───── Information supplied ─────

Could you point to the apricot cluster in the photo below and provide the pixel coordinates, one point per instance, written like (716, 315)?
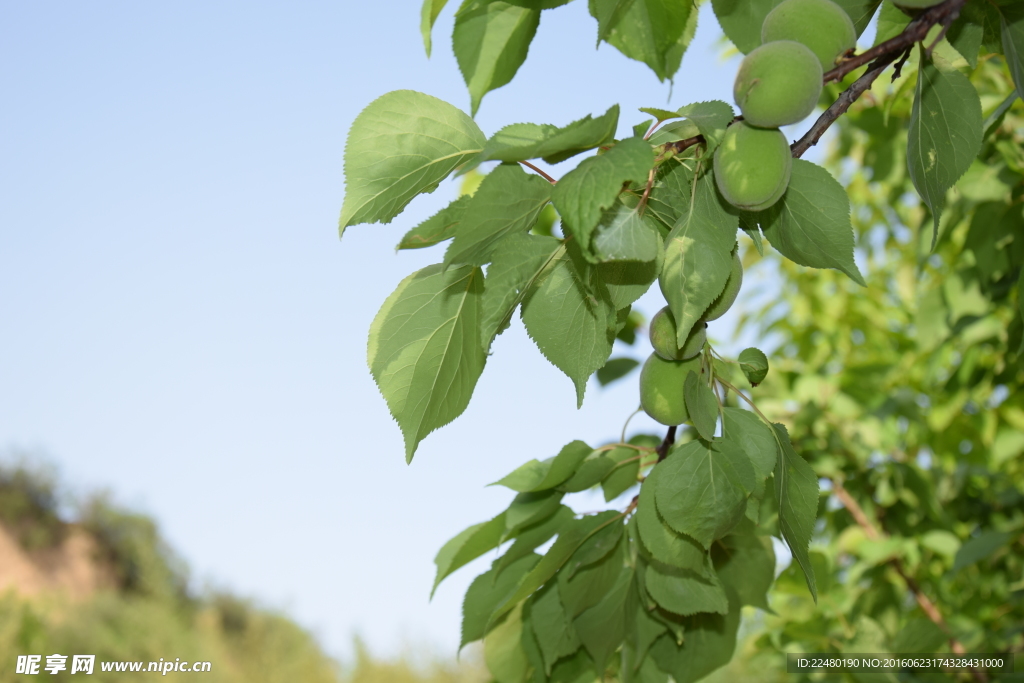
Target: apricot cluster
(778, 84)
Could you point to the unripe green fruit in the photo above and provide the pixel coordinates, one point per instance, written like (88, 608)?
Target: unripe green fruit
(752, 166)
(777, 84)
(729, 294)
(662, 388)
(820, 25)
(663, 337)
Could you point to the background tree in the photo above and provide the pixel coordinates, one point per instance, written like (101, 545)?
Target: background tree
(882, 449)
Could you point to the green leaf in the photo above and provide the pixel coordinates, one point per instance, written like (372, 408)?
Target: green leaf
(797, 494)
(467, 546)
(567, 543)
(508, 202)
(529, 508)
(754, 363)
(491, 40)
(710, 642)
(503, 650)
(665, 544)
(568, 316)
(741, 19)
(701, 404)
(536, 475)
(608, 13)
(552, 626)
(697, 257)
(810, 225)
(1012, 29)
(745, 562)
(428, 14)
(944, 136)
(602, 628)
(754, 438)
(979, 548)
(518, 262)
(531, 537)
(587, 190)
(712, 119)
(425, 351)
(488, 591)
(624, 476)
(401, 144)
(437, 228)
(590, 474)
(684, 593)
(520, 141)
(654, 32)
(615, 369)
(626, 235)
(701, 493)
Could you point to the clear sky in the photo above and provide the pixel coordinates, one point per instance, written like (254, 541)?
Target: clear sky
(182, 326)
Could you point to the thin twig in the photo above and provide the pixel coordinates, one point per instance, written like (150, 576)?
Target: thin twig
(539, 171)
(923, 600)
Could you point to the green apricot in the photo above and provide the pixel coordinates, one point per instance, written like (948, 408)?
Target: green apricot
(729, 294)
(820, 25)
(663, 337)
(752, 166)
(777, 84)
(662, 388)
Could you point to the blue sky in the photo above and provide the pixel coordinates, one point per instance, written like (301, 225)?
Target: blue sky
(182, 326)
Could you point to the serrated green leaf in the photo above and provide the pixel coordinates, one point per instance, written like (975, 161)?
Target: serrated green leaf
(537, 475)
(508, 202)
(810, 225)
(654, 32)
(1012, 30)
(530, 508)
(531, 537)
(709, 644)
(591, 187)
(467, 546)
(569, 317)
(701, 494)
(424, 350)
(590, 474)
(401, 144)
(503, 650)
(437, 228)
(626, 235)
(602, 628)
(491, 40)
(517, 262)
(569, 540)
(552, 626)
(754, 363)
(701, 404)
(697, 257)
(797, 495)
(623, 476)
(745, 562)
(741, 19)
(428, 14)
(487, 592)
(711, 118)
(664, 543)
(753, 437)
(944, 135)
(520, 141)
(685, 593)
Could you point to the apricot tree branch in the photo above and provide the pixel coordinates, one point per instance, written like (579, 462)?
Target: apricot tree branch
(879, 57)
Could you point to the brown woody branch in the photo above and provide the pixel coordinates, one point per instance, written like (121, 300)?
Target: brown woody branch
(929, 607)
(879, 57)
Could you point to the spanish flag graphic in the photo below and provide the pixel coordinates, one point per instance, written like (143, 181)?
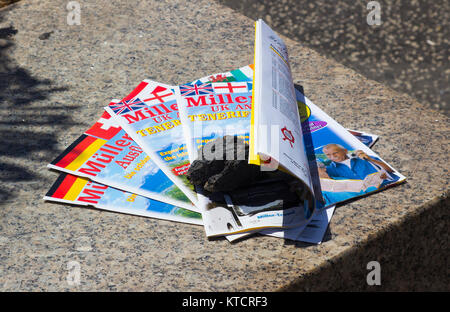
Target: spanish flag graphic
(78, 152)
(67, 187)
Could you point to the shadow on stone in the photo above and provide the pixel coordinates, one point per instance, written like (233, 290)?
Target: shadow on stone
(27, 129)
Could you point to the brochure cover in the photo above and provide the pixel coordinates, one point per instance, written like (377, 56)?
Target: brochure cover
(212, 114)
(313, 147)
(106, 154)
(149, 115)
(71, 189)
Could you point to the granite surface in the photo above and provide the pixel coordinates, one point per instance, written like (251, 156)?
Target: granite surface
(54, 81)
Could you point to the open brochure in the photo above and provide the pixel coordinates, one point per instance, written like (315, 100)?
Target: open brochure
(314, 148)
(149, 114)
(106, 154)
(70, 189)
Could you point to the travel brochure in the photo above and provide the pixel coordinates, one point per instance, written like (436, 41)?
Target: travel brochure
(239, 152)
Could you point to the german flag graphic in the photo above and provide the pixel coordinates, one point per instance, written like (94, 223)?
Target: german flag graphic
(67, 187)
(78, 152)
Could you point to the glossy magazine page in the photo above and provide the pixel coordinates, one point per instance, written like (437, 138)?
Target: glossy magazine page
(70, 189)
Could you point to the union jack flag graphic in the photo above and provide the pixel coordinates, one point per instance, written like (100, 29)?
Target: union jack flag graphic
(125, 106)
(197, 88)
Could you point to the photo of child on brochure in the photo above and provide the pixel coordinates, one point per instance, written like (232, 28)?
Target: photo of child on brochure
(346, 168)
(345, 174)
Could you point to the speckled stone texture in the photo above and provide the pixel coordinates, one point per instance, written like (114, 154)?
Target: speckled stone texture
(409, 51)
(54, 81)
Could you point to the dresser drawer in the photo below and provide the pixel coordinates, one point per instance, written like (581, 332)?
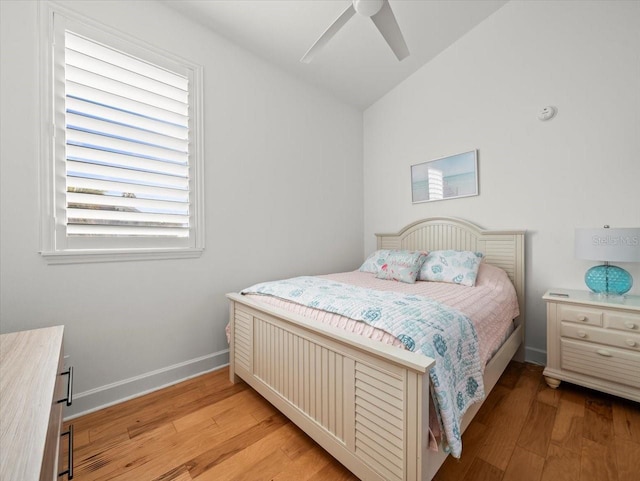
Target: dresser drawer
(579, 314)
(625, 340)
(624, 321)
(604, 362)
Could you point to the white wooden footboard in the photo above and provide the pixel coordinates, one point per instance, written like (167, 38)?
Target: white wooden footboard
(365, 403)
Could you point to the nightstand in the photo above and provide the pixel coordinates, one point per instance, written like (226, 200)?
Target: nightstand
(593, 341)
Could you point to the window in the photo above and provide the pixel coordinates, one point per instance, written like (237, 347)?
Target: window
(122, 163)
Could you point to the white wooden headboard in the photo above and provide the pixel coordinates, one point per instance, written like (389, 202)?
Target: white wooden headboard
(504, 249)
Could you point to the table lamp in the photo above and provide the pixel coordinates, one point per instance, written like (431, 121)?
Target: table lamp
(608, 245)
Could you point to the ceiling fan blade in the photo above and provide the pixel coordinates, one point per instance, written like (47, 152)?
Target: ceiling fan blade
(386, 22)
(328, 34)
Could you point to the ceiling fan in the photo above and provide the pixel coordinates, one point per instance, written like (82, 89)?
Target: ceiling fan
(382, 16)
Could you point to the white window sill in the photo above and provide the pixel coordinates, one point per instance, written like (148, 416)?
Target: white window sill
(87, 256)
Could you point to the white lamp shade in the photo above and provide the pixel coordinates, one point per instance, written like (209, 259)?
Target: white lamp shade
(608, 245)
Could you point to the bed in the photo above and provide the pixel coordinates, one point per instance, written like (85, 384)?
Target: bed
(321, 376)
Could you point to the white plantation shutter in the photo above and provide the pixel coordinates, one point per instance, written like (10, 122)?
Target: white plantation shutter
(123, 161)
(127, 144)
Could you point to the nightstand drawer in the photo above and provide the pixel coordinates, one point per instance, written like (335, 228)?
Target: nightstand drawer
(624, 321)
(593, 334)
(582, 315)
(609, 363)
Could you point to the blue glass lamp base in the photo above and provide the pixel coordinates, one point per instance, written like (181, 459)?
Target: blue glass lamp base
(608, 280)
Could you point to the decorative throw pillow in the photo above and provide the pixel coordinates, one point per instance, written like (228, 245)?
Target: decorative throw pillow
(456, 267)
(402, 266)
(375, 261)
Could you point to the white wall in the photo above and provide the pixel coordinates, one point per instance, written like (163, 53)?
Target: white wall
(581, 169)
(283, 187)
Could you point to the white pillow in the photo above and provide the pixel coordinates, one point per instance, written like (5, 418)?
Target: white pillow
(375, 261)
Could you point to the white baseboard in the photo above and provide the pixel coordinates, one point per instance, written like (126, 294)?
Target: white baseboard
(117, 392)
(536, 356)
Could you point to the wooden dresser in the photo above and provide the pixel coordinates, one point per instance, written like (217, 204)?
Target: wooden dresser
(33, 390)
(593, 341)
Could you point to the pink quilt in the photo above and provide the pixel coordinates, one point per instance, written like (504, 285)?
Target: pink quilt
(491, 305)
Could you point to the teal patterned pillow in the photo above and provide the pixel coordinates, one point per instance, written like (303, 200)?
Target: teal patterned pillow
(402, 266)
(375, 261)
(456, 267)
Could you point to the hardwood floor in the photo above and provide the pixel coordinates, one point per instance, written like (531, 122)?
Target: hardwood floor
(209, 429)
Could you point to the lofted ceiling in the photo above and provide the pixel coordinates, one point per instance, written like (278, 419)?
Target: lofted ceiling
(356, 66)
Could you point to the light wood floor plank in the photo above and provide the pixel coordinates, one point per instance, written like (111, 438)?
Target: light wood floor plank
(536, 432)
(567, 428)
(524, 465)
(561, 464)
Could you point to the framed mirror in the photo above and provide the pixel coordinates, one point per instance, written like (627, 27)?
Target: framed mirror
(445, 178)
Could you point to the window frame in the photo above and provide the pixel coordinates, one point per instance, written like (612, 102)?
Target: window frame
(55, 246)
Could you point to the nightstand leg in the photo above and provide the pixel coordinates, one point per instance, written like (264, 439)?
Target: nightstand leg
(552, 382)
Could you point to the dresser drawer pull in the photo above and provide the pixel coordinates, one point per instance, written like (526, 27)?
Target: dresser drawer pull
(69, 398)
(604, 353)
(69, 471)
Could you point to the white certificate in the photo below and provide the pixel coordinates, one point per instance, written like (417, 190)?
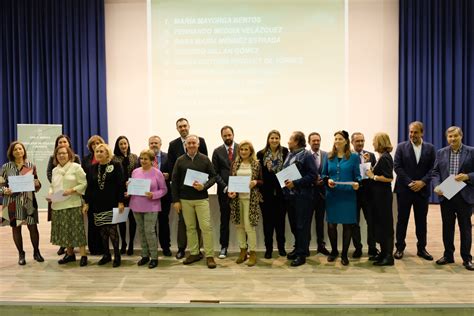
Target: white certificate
(58, 196)
(138, 186)
(120, 218)
(24, 183)
(289, 173)
(195, 176)
(363, 169)
(239, 184)
(450, 187)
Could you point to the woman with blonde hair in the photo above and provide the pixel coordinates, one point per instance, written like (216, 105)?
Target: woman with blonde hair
(93, 236)
(245, 207)
(381, 201)
(105, 191)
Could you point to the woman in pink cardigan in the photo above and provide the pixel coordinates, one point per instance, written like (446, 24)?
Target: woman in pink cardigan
(145, 208)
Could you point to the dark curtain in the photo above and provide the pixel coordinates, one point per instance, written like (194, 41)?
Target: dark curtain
(436, 79)
(436, 68)
(52, 68)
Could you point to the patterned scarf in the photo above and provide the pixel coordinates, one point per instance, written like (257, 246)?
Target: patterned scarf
(255, 196)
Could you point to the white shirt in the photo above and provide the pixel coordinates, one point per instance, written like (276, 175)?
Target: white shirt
(417, 150)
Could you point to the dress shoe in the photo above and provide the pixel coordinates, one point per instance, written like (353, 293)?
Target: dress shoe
(153, 263)
(123, 250)
(373, 252)
(386, 261)
(37, 256)
(83, 261)
(211, 264)
(292, 255)
(191, 258)
(117, 261)
(322, 250)
(180, 254)
(67, 258)
(21, 258)
(105, 259)
(332, 256)
(299, 260)
(398, 254)
(223, 253)
(344, 260)
(377, 257)
(468, 265)
(424, 254)
(143, 261)
(357, 253)
(443, 260)
(268, 254)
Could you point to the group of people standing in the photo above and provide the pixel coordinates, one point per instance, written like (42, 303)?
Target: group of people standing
(334, 186)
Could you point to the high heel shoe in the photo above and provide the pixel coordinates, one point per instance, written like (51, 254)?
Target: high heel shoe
(117, 261)
(37, 256)
(21, 259)
(105, 259)
(83, 261)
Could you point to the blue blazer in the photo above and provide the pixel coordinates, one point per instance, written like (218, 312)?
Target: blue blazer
(408, 170)
(466, 165)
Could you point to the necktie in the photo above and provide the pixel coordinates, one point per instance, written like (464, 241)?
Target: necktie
(230, 154)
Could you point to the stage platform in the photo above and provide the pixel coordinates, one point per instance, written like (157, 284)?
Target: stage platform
(272, 287)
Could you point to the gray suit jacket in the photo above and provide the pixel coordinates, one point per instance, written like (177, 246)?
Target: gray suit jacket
(466, 165)
(222, 165)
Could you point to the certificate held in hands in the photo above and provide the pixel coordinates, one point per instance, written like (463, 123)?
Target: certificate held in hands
(195, 176)
(239, 184)
(24, 183)
(138, 186)
(289, 173)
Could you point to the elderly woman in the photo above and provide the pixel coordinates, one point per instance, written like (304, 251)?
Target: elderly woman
(93, 236)
(245, 207)
(129, 163)
(271, 160)
(381, 199)
(67, 228)
(61, 141)
(146, 208)
(20, 208)
(105, 191)
(341, 175)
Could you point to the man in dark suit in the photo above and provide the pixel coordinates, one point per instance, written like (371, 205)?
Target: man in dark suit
(161, 162)
(456, 159)
(319, 207)
(175, 150)
(222, 159)
(413, 164)
(358, 142)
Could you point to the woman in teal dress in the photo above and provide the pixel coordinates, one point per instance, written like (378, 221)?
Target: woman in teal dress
(341, 166)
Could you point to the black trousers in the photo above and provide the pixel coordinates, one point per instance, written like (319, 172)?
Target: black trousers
(300, 213)
(450, 209)
(319, 207)
(224, 207)
(164, 223)
(365, 205)
(420, 209)
(274, 220)
(381, 202)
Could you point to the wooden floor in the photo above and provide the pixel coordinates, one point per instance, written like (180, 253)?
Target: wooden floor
(411, 281)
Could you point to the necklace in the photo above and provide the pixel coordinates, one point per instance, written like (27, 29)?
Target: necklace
(101, 178)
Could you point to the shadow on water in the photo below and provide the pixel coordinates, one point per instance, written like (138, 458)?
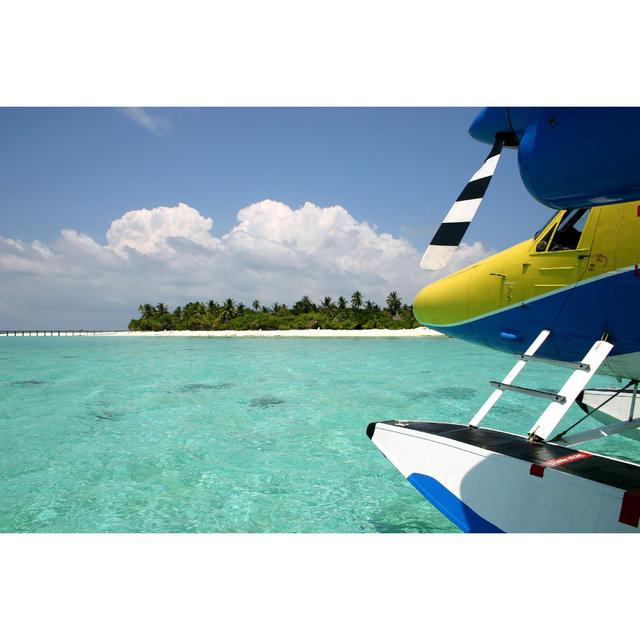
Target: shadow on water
(384, 524)
(455, 393)
(265, 402)
(203, 386)
(417, 395)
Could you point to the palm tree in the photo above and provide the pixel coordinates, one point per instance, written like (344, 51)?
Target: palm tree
(304, 305)
(328, 305)
(228, 309)
(146, 310)
(394, 303)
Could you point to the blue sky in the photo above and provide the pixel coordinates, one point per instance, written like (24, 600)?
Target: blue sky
(397, 168)
(367, 171)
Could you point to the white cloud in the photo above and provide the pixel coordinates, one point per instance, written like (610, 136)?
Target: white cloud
(148, 230)
(152, 122)
(273, 253)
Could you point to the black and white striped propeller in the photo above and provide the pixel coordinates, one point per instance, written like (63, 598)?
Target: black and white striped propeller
(456, 222)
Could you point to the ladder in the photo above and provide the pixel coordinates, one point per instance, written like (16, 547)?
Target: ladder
(561, 401)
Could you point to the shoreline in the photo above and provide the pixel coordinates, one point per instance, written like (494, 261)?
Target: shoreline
(286, 333)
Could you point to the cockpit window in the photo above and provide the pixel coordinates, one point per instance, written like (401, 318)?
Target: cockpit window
(569, 230)
(543, 243)
(544, 226)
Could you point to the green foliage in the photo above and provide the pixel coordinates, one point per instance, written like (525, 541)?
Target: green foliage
(303, 314)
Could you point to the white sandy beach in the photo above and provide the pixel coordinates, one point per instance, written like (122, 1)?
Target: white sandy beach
(290, 333)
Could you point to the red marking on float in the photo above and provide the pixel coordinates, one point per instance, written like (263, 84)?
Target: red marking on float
(630, 509)
(538, 469)
(572, 457)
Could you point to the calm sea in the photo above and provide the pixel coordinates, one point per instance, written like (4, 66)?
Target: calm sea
(234, 435)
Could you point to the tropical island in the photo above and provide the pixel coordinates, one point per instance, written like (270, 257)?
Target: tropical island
(303, 314)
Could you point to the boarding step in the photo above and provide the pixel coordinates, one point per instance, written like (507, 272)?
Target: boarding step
(556, 363)
(577, 381)
(561, 401)
(509, 378)
(538, 393)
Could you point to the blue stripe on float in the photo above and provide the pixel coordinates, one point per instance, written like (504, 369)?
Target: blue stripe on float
(573, 315)
(451, 506)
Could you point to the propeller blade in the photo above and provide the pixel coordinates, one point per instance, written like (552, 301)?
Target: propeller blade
(455, 224)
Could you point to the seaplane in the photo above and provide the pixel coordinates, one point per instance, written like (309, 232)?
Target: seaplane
(569, 296)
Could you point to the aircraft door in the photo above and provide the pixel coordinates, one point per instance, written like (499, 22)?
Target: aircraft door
(561, 253)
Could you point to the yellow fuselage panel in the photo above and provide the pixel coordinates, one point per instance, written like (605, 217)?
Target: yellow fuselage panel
(610, 240)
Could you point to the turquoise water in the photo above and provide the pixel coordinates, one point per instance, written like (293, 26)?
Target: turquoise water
(234, 435)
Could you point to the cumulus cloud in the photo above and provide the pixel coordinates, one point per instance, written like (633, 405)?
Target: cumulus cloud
(151, 122)
(169, 254)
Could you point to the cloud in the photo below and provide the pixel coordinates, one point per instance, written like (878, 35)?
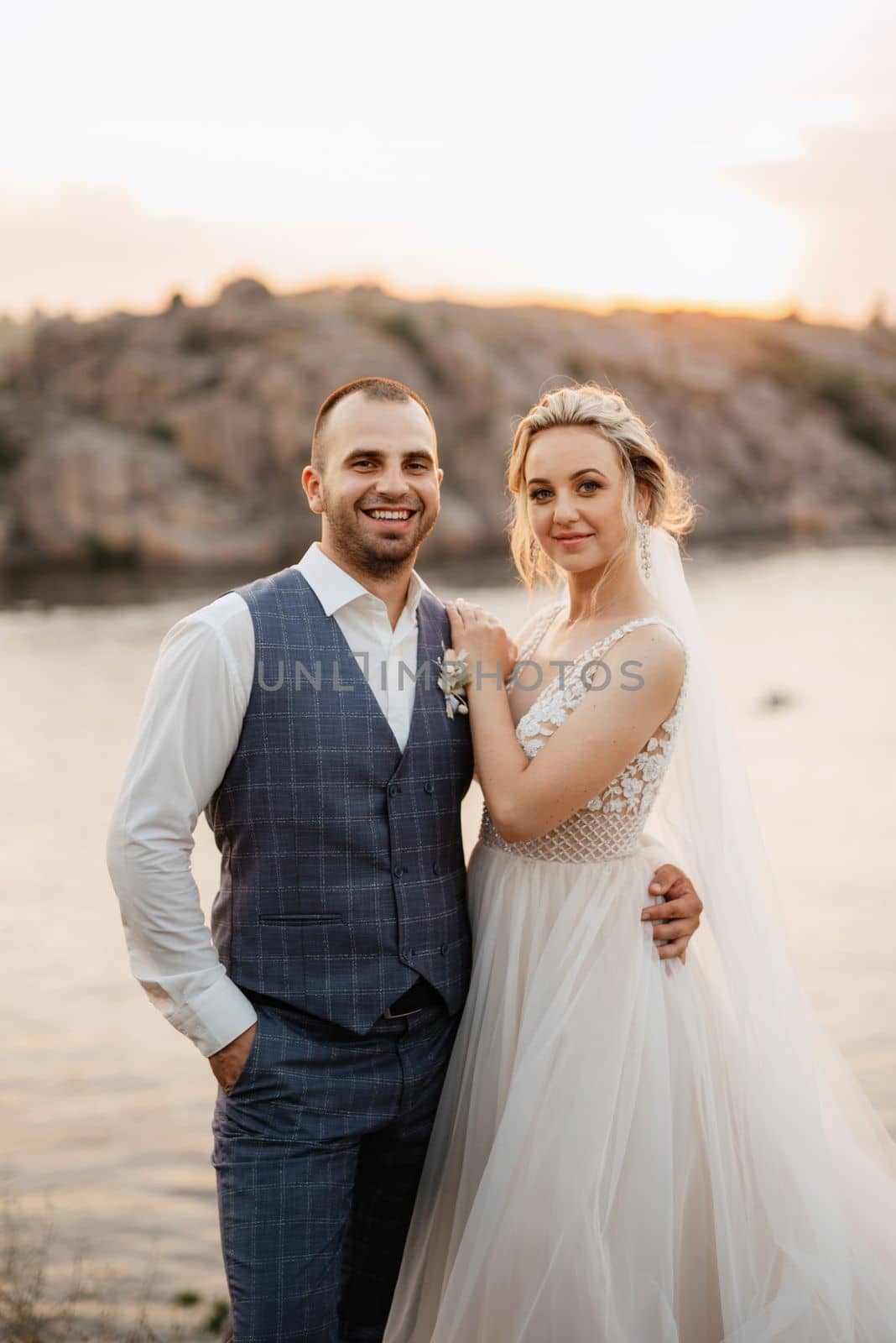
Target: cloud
(844, 191)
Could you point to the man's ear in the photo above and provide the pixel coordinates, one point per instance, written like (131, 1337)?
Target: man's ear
(311, 487)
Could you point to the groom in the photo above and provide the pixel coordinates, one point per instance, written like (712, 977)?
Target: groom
(300, 713)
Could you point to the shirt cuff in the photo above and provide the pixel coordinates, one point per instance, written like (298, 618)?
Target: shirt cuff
(216, 1017)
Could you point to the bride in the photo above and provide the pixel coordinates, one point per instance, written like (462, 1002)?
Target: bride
(627, 1152)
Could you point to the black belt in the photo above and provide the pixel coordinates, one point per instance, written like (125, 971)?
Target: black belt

─────

Instructions for the task :: Copy out every line in the listing where the word "belt" appears.

Output below ::
Could you point to the black belt in the photo above and provide the pixel coordinates, one point per instance, written like (125, 971)?
Target: black belt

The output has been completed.